Entries provided –
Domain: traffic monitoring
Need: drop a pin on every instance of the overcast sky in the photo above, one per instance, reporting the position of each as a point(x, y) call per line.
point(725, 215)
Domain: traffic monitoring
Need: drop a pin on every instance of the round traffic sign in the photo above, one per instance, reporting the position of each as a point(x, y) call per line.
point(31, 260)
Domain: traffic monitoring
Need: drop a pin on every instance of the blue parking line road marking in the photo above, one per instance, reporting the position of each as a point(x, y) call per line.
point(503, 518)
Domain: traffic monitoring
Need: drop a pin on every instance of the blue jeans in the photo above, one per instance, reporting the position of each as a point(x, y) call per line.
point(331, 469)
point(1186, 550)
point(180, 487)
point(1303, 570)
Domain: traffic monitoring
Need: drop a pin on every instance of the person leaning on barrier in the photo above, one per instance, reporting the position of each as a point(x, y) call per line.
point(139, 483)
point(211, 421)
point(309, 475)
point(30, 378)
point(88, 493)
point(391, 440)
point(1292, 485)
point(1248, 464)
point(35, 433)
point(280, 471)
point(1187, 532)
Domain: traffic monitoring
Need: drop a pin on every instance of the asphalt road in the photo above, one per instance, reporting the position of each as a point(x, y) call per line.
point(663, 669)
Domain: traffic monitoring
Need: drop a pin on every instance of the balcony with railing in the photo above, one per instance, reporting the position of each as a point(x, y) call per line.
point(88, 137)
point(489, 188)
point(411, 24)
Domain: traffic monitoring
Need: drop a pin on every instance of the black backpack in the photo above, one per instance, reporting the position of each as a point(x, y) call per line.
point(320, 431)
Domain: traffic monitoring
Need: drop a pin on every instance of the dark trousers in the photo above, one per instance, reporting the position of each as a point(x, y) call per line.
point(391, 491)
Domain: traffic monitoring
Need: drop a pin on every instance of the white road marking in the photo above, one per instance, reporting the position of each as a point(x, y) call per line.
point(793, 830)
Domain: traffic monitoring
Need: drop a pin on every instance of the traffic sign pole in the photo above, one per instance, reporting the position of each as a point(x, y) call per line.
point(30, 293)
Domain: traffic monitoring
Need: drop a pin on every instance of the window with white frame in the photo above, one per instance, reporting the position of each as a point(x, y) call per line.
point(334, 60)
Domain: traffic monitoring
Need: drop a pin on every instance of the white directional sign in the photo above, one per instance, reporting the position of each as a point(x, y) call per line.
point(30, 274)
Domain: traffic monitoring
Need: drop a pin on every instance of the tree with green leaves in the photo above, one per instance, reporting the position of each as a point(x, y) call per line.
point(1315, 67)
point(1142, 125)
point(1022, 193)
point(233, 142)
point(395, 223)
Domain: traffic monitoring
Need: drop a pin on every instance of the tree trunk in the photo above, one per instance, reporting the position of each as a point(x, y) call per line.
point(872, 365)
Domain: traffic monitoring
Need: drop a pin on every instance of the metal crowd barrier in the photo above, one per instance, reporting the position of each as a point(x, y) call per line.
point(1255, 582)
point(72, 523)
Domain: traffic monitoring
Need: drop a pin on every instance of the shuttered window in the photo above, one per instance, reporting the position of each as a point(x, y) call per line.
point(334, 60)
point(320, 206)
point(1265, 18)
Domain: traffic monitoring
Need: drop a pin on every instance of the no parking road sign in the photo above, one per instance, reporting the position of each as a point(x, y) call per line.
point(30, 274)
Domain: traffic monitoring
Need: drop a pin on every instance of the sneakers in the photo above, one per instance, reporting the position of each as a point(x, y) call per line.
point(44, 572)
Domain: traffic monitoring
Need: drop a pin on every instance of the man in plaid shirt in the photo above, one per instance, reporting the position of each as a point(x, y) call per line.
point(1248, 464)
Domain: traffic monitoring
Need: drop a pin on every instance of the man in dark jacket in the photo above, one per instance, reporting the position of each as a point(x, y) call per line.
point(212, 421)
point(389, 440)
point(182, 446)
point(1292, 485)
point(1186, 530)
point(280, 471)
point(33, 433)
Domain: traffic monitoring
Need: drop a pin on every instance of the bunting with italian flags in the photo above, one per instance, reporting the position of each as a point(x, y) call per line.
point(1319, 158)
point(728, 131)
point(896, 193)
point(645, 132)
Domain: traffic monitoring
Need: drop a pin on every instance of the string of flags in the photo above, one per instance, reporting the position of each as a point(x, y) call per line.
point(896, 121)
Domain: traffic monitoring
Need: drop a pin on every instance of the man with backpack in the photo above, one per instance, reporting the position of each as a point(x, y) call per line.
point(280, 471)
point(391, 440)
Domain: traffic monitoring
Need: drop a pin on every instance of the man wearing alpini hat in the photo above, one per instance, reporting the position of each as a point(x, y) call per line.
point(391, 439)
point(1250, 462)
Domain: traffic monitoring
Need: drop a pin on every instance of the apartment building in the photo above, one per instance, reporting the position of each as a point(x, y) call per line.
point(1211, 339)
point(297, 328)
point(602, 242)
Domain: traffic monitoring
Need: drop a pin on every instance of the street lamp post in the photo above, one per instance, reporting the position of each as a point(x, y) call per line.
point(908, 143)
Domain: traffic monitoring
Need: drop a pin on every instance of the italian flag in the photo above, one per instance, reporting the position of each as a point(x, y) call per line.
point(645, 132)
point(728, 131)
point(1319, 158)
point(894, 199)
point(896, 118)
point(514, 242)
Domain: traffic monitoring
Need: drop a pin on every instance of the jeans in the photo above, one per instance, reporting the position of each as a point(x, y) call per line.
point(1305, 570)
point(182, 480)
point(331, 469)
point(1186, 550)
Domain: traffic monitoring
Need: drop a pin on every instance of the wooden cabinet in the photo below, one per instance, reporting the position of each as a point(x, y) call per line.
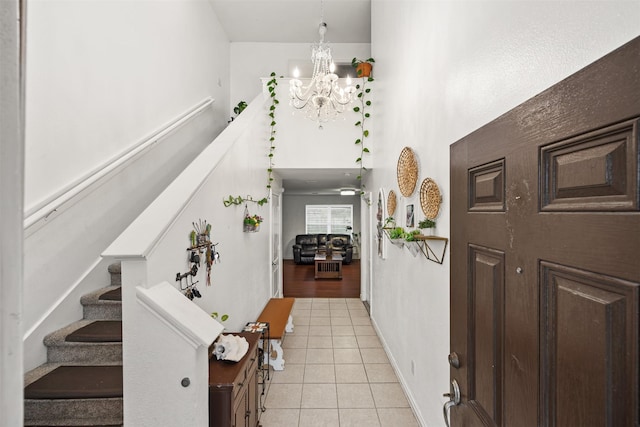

Exercise details – Each record should be copied exactly, and each image left out.

Exercise result –
Domain: traffic monitoring
Need: drop a pin on every instance of the overcast sky in the photo above, one per instance, reporting the position of each as a point(x, y) call per line.
point(725, 215)
Domain: traffic monitoring
Need: drop a pin on every instance of the round traffic sign in the photo above, one per instance, reporting the position of each as a point(x, y) call per line.
point(31, 260)
Domain: traffic monitoring
Need: drop a pin on every instance of the blue parking line road marking in the photo above, one per instance, reporting the position of each as a point(x, y) call per line.
point(503, 518)
Domain: traffic monitoring
Need: drop a pin on every instance of the blue jeans in the photo above, one per instance, reporting the position of each as a point(x, y) call per line.
point(331, 469)
point(1186, 550)
point(180, 487)
point(1303, 570)
Domain: traffic monitoring
Need: drop a pin on every instance of the person leaning on barrier in the photo above, one per instance, reporting the position of each as a point(x, y) call per line.
point(139, 483)
point(211, 421)
point(309, 475)
point(30, 378)
point(88, 493)
point(391, 440)
point(1292, 485)
point(1248, 464)
point(35, 433)
point(280, 471)
point(1187, 532)
Domain: traffic monitoring
Need: drop a pin on every instance of the asphalt road in the photo above, one per instance, reporting the position of each as a point(x, y) call per line.
point(663, 669)
Domain: traffic monitoring
Need: drop a pin on every instance of the balcony with railing in the photo above, one per instance, reporting the position of each as a point(x, y) call per line.
point(88, 137)
point(489, 188)
point(411, 24)
Domain: traffic monitoring
Need: drop a pin on every instance of the black backpack in the photo above, one per instance, reporting the position of each as a point(x, y) call per line.
point(320, 431)
Domain: traffic monitoring
Need: drop a pin on every instance of the dark trousers in the photo above, one per instance, reporting the position of each as a point(x, y) call per line.
point(391, 491)
Domain: traffic monitoring
Need: drop a pin on every instance of the white road marking in the photo above, one per instance, reporting the position of each as a point(x, y) call per line.
point(793, 830)
Domain: traffic monitoring
Need: drop a pin on every instance of the traffic sign pole in the photo above, one per instance, reporting the position of each as a point(x, y) call per line.
point(30, 293)
Domain: traffic monitoring
Need: drop a pin on every instance of the window with white frame in the photo above, one per instance, reporting the position of each as a point(x, y) call per line.
point(334, 60)
Domain: traffic monitoring
Need: drop a pin on every instance of the white directional sign in the photo above, one per instance, reporting the position of each as a point(x, y) call per line.
point(30, 274)
Domain: traffic monitoring
Need: drop a pin on every instance of the tree with green leaves in the photo above, one per instance, reporting the position of each as a point(x, y) call per line.
point(1315, 67)
point(1142, 125)
point(1022, 193)
point(233, 142)
point(395, 223)
Domain: traffic monitoring
Need: drop a pin on every instance of the tree trunk in the photo above, one per instance, reporting the position of each as a point(x, y) call per line.
point(872, 365)
Domain: traffic monitoring
Need: drop a pin on every instance of the metal crowd barrier in the photo above, one per instance, reporting the position of each as a point(x, y) call per line.
point(1255, 582)
point(72, 523)
Domain: traffic monitoring
Need: drop a pin on every instance of the shuttered window in the photo above, one per instance, reporting the position of each as a point(x, y) call per line.
point(334, 60)
point(320, 206)
point(1265, 18)
Domain: traffic monitoring
Need: drop a pin on every instance of the no parking road sign in the photo above, one per instance, reporting the position of each as a point(x, y) call per line.
point(30, 274)
Domain: traffic monitoring
Need: drop a pin on every instance of the sneakers in the photo above, one per instance, reporting the position of each as a point(x, y) call per line.
point(44, 572)
Domain: traffic monitoring
Need: drop a pin on every instance of the man in plaid shirt in the photo above, one per instance, reporting the position of each as a point(x, y) call per line.
point(1248, 464)
Domain: traffic monitoring
Need: drop a pin on every instance of the man in dark jacket in the photo above, one per instance, reporting the position of each as a point(x, y) call per line.
point(212, 421)
point(389, 440)
point(182, 446)
point(1292, 485)
point(1186, 530)
point(280, 471)
point(33, 433)
Domain: traffic monitoring
Need: drop a pin on every instance of the bunting with italian flags in the photo above, one per instance, reporting the position of each as a point(x, y) call per line.
point(1319, 158)
point(728, 131)
point(896, 193)
point(645, 132)
Domain: traffic monitoring
Need: drop a pin on every instance of the string of flags in the photo above, one per instance, reporting the position of each as a point(x, y) call per line.
point(896, 121)
Domain: traffic monitoring
Need: drop a pin on every instance of the man with backpack in the photo above, one per instance, reporting the position of each as a point(x, y) call per line.
point(280, 471)
point(391, 440)
Domain: traffic monitoring
Need: drop a pin on every instance of the man wearing alpini hat in the photo above, one per instance, reporting the position of each as a point(x, y) call per line.
point(391, 439)
point(1250, 462)
Domain: traffic monitoring
Need: drop a pin on every instance of the apartment building in the photo above, one per instance, reporting the position of each as a point(x, y) call per line.
point(1211, 339)
point(297, 328)
point(602, 242)
Domain: traffic monitoring
Need: drop a pin on every instance of the street lamp post in the photo above, one per instance, reporting the position of each as a point(x, y) call per line.
point(908, 143)
Domain: traffic monitoring
Need: drop a pin on every instance of the italian flag in the photo above, one per instance, reporting the position of each as a point(x, y) call per line.
point(645, 132)
point(728, 131)
point(1319, 158)
point(894, 199)
point(896, 118)
point(514, 242)
Domain: traffic monitoring
Need: drop a pin on every instance of the jeans in the photo above, one per instance, reporting the position of each as a point(x, y) call per line.
point(1305, 570)
point(182, 480)
point(331, 469)
point(1186, 550)
Domain: traffic monitoring
Need: drop a pin on every instance of the wooden cabinet in the photo below, one per instance, reporting the position of each as a point(x, y) call per line.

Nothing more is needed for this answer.